When a line of the material has the word "Query" in it, copy that line.

── Data listing ──

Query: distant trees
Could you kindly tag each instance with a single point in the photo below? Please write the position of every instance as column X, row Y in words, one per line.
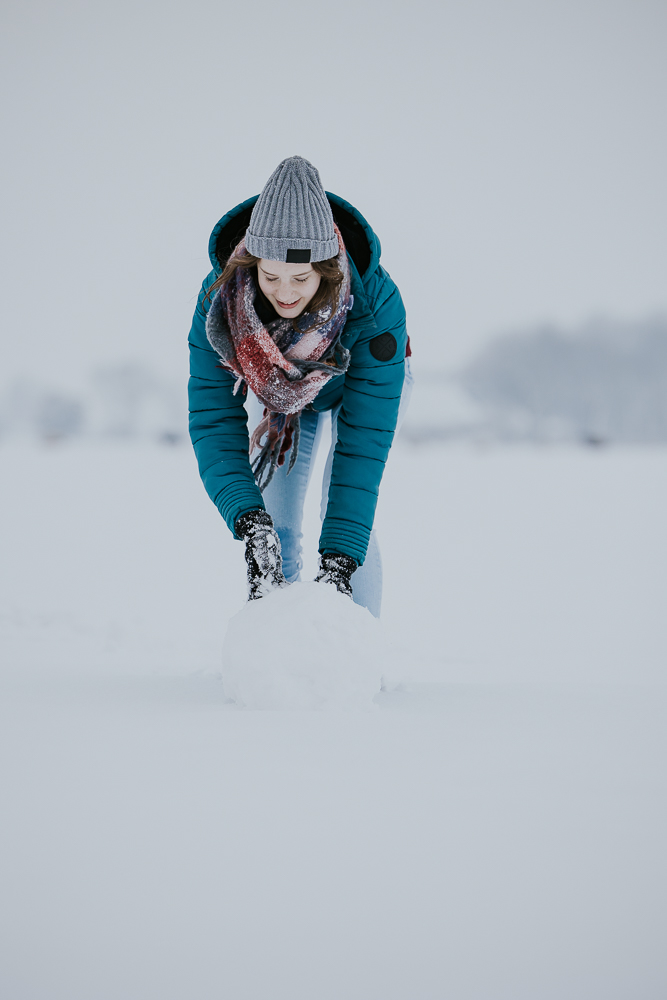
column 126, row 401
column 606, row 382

───
── Data listing ──

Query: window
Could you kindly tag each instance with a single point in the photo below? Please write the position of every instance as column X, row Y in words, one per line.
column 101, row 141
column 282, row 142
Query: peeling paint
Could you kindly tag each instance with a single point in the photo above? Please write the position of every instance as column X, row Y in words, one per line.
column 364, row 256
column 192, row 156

───

- Exercise response:
Query: distant trees
Query: window
Query: peeling paint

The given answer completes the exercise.